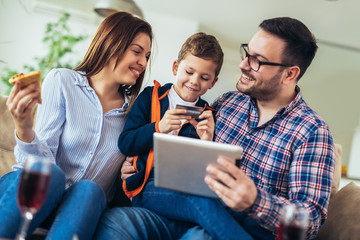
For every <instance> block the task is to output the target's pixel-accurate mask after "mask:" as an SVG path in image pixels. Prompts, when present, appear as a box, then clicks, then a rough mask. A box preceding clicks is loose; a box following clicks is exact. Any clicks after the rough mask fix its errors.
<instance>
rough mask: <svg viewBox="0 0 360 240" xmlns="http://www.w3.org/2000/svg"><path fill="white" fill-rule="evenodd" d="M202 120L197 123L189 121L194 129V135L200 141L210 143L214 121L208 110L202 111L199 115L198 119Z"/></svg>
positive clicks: (193, 118) (190, 120) (211, 112)
mask: <svg viewBox="0 0 360 240" xmlns="http://www.w3.org/2000/svg"><path fill="white" fill-rule="evenodd" d="M203 118H205V119H204V120H202V121H200V122H197V121H196V120H195V119H194V118H192V119H191V120H190V123H191V124H192V125H193V126H194V127H195V129H196V133H197V134H198V135H199V137H200V139H201V140H207V141H212V140H213V138H214V130H215V121H214V117H213V115H212V112H211V111H210V110H207V111H204V112H203V113H201V114H200V116H199V119H203Z"/></svg>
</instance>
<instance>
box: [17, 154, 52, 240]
mask: <svg viewBox="0 0 360 240" xmlns="http://www.w3.org/2000/svg"><path fill="white" fill-rule="evenodd" d="M50 173H51V163H50V161H49V160H48V159H45V158H41V157H34V156H30V157H28V159H27V160H26V162H25V165H24V168H23V170H22V173H21V176H20V182H19V187H18V191H17V203H18V205H19V208H20V212H21V215H22V222H21V225H20V230H19V233H18V235H17V236H16V239H17V240H23V239H25V238H26V235H27V231H28V228H29V225H30V222H31V220H32V219H33V218H34V215H35V214H36V213H37V211H38V210H39V209H40V208H41V206H42V205H43V203H44V201H45V199H46V197H47V193H48V190H49V185H50Z"/></svg>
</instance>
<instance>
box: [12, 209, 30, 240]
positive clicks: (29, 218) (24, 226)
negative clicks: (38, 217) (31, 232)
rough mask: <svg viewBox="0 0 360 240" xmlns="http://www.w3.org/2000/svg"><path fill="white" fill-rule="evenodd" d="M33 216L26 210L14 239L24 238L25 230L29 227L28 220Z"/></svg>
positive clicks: (28, 223) (29, 220)
mask: <svg viewBox="0 0 360 240" xmlns="http://www.w3.org/2000/svg"><path fill="white" fill-rule="evenodd" d="M32 218H33V216H32V214H31V213H29V212H27V213H25V216H24V217H23V218H22V221H21V225H20V229H19V233H18V235H17V236H16V238H15V239H16V240H25V239H26V235H27V231H28V229H29V225H30V222H31V220H32Z"/></svg>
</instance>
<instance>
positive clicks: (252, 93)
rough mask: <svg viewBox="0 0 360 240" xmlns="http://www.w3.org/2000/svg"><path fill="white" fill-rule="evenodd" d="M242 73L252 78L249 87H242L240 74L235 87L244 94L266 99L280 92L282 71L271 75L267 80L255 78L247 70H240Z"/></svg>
mask: <svg viewBox="0 0 360 240" xmlns="http://www.w3.org/2000/svg"><path fill="white" fill-rule="evenodd" d="M242 72H243V74H244V75H246V76H248V77H250V78H251V79H253V81H254V84H253V85H252V86H250V87H249V88H246V87H244V88H243V86H244V85H243V84H242V83H241V80H240V79H241V76H240V79H239V81H238V83H237V84H236V88H237V90H238V91H239V92H241V93H243V94H246V95H248V96H250V97H254V98H255V99H257V100H260V101H268V100H271V99H274V98H275V97H276V96H277V95H278V93H279V92H280V83H279V79H280V75H281V73H282V71H279V72H278V73H277V74H276V75H275V76H273V77H272V78H271V79H269V80H268V81H266V82H264V81H261V80H258V79H256V78H255V77H254V76H253V75H251V74H250V73H249V72H248V71H242Z"/></svg>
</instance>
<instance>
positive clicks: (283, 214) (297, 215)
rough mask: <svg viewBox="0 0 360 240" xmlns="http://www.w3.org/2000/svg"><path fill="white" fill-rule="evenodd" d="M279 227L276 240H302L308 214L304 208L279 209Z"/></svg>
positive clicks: (305, 238)
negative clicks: (279, 214) (279, 212)
mask: <svg viewBox="0 0 360 240" xmlns="http://www.w3.org/2000/svg"><path fill="white" fill-rule="evenodd" d="M280 215H281V219H280V227H279V229H278V232H277V237H276V240H304V239H306V231H307V228H308V224H309V212H308V211H307V209H306V208H304V207H297V206H295V205H291V204H289V205H285V206H283V207H282V208H281V209H280Z"/></svg>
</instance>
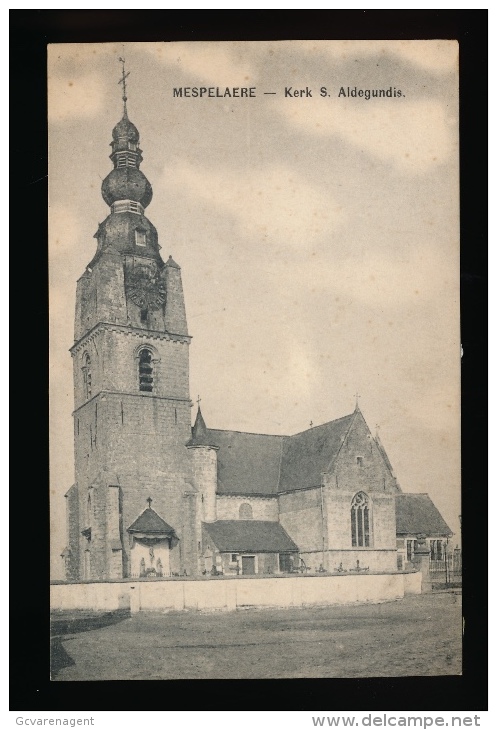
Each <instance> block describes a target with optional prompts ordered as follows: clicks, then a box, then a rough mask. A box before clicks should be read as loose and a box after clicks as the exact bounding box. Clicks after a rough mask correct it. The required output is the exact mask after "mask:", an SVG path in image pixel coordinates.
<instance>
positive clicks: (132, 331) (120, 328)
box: [69, 322, 192, 355]
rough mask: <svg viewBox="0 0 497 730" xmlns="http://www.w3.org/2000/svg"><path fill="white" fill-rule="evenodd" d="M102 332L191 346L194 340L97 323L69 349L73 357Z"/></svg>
mask: <svg viewBox="0 0 497 730" xmlns="http://www.w3.org/2000/svg"><path fill="white" fill-rule="evenodd" d="M102 330H105V331H107V332H109V331H110V332H121V333H124V334H125V335H132V336H134V337H139V338H141V339H144V340H171V341H173V342H182V343H185V344H190V340H191V339H192V338H191V336H190V335H177V334H174V333H172V332H160V331H159V330H143V329H140V328H139V327H132V326H131V325H123V324H116V323H115V322H97V324H96V325H94V326H93V327H92V328H91V329H90V330H89V331H88V332H86V334H84V335H83V337H80V339H79V340H77V341H76V342H75V343H74V345H72V347H70V348H69V352H70V353H71V355H74V354H75V353H76V352H78V351H79V350H80V349H81V348H82V347H84V346H85V345H86V344H87V343H88V342H90V341H91V340H92V339H93V338H94V337H96V336H97V335H98V334H99V333H100V331H102Z"/></svg>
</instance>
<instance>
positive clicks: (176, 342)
mask: <svg viewBox="0 0 497 730" xmlns="http://www.w3.org/2000/svg"><path fill="white" fill-rule="evenodd" d="M139 145H140V140H139V134H138V130H137V128H136V127H135V125H134V124H132V123H131V121H130V120H129V119H128V115H127V110H126V98H125V97H124V115H123V118H122V119H121V121H120V122H119V123H118V124H117V125H116V126H115V127H114V129H113V131H112V142H111V147H112V153H111V155H110V159H111V160H112V163H113V169H112V170H111V171H110V173H109V174H108V175H107V177H106V178H105V180H104V181H103V183H102V196H103V198H104V200H105V202H106V204H107V205H108V206H109V208H110V212H109V215H108V216H107V218H106V219H105V220H104V222H103V223H101V224H100V225H99V226H98V230H97V232H96V233H95V238H96V245H97V247H96V252H95V255H94V257H93V259H92V260H91V261H90V263H89V264H88V266H87V267H86V269H85V271H84V273H83V275H82V276H81V278H80V279H79V281H78V283H77V294H76V314H75V333H74V340H75V341H74V344H73V346H72V348H71V355H72V358H73V377H74V397H75V406H74V414H73V415H74V444H75V447H74V448H75V480H76V481H75V484H74V485H73V486H72V487H71V488H70V489H69V491H68V492H67V494H66V500H67V520H68V544H67V548H66V549H65V550H64V553H63V558H64V561H65V569H66V578H67V579H68V580H76V581H78V580H102V579H104V580H108V579H119V578H140V577H167V576H171V575H172V576H175V575H176V576H185V575H186V576H195V575H202V574H209V575H219V574H223V575H240V574H241V575H251V574H278V573H285V572H293V571H295V570H302V571H308V570H312V571H318V572H320V571H342V570H343V571H350V570H367V569H369V570H370V571H382V572H383V571H385V572H390V571H395V570H397V569H398V568H404V567H405V565H406V564H407V563H408V561H409V560H410V557H411V556H410V554H409V549H411V552H412V542H413V541H414V540H416V538H417V536H418V535H420V534H422V533H424V536H428V537H430V536H431V537H432V539H433V540H438V541H440V543H441V544H444V545H445V544H446V541H447V538H448V537H449V536H450V535H451V534H452V533H451V531H450V528H449V527H448V526H447V525H446V523H445V522H444V521H443V519H442V517H441V516H440V514H439V513H438V510H437V509H436V508H435V506H434V505H433V503H432V502H431V500H430V498H429V497H428V495H417V494H416V495H414V494H413V495H409V494H403V493H402V492H401V490H400V487H399V484H398V482H397V479H396V477H395V474H394V471H393V469H392V466H391V464H390V461H389V459H388V457H387V454H386V453H385V450H384V448H383V446H382V444H381V442H380V439H379V437H378V436H377V435H373V434H372V433H371V431H370V429H369V428H368V425H367V423H366V421H365V419H364V417H363V415H362V413H361V411H360V409H359V406H358V405H356V408H355V410H354V411H353V412H352V413H350V414H348V415H345V416H343V417H342V418H339V419H337V420H334V421H330V422H329V423H325V424H322V425H319V426H315V427H312V428H309V429H307V430H306V431H303V432H302V433H298V434H295V435H292V436H281V435H267V434H256V433H245V432H239V431H223V430H216V429H209V428H207V426H206V423H205V421H204V418H203V416H202V413H201V410H200V404H198V407H197V411H196V417H195V423H194V426H193V428H192V426H191V408H192V405H193V404H192V401H191V399H190V391H189V346H190V340H191V338H190V336H189V334H188V326H187V318H186V310H185V302H184V297H183V288H182V283H181V269H180V267H179V265H178V264H177V263H176V262H175V261H174V260H173V258H172V257H171V256H169V258H168V259H167V260H166V261H164V260H163V259H162V257H161V254H160V247H159V243H158V236H157V230H156V229H155V227H154V225H153V224H152V223H151V222H150V220H149V219H148V218H147V217H146V215H145V211H146V208H147V207H148V205H149V204H150V202H151V200H152V187H151V185H150V183H149V181H148V180H147V178H146V177H145V175H144V174H143V172H142V171H141V169H140V165H141V162H142V151H141V149H140V146H139ZM399 520H400V523H401V528H402V529H401V530H399V524H400V523H399ZM430 531H431V532H430ZM431 533H436V534H431Z"/></svg>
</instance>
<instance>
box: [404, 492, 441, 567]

--------------------

▸ **INSTRUCTION**
Show every line of the listing above that contains the string "positive". Case counts.

▸ **REPLY**
positive clicks: (193, 118) (190, 120) (211, 112)
positive clicks: (29, 218) (24, 226)
positive clicks: (28, 223) (29, 220)
positive clicks: (252, 93)
positive clicks: (283, 214) (297, 215)
positive clicks: (305, 238)
positive clicks: (132, 331) (120, 328)
positive clicks: (176, 342)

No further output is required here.